• **Work order**
What lines in the records below contain the string "railing"? Copy every one.

[Natural-language object grounding data]
++++++++++
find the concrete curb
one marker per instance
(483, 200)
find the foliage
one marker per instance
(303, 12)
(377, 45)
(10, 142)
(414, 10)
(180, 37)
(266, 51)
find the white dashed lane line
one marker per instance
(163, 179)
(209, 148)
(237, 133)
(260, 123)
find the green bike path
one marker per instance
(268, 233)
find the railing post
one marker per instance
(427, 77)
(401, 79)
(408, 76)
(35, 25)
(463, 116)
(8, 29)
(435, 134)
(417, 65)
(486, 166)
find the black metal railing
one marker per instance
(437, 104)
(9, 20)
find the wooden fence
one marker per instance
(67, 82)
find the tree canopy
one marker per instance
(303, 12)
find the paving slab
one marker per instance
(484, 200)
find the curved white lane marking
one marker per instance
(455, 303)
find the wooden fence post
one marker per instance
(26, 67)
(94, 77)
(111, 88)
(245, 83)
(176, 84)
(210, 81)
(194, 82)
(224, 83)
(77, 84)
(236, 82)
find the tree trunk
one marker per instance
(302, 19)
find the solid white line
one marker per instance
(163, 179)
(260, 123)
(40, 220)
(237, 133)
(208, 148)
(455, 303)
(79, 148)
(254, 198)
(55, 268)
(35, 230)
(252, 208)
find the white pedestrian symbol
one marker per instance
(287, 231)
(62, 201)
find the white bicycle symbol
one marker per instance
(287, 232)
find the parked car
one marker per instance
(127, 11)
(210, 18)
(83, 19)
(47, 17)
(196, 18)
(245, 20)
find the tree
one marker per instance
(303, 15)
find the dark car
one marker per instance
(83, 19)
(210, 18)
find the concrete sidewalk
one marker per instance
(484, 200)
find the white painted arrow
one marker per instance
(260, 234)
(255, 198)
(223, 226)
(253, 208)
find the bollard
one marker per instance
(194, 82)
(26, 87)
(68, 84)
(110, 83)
++++++++++
• **Output of the exercise**
find the railing post
find the black metal railing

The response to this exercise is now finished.